**Task**
Please give the number of lines in the entries below that hold "each", with no other words.

**Data supplied**

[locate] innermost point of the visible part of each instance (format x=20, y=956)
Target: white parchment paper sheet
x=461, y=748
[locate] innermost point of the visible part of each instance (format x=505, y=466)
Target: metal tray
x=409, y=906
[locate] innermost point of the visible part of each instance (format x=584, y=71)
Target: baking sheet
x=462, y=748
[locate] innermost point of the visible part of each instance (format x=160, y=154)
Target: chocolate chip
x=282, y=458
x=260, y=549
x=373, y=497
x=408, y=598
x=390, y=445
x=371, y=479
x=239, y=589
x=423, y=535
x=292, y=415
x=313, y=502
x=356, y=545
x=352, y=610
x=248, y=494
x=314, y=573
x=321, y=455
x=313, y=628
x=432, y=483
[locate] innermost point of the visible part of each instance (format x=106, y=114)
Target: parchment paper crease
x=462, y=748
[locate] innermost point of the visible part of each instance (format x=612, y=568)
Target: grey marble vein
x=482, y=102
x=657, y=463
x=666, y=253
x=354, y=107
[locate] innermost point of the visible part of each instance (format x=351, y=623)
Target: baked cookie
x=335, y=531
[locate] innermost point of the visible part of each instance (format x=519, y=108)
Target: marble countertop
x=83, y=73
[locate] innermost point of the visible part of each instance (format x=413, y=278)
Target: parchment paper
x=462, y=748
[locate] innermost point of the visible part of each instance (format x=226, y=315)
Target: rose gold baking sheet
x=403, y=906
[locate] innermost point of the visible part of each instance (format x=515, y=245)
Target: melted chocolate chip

**Result**
11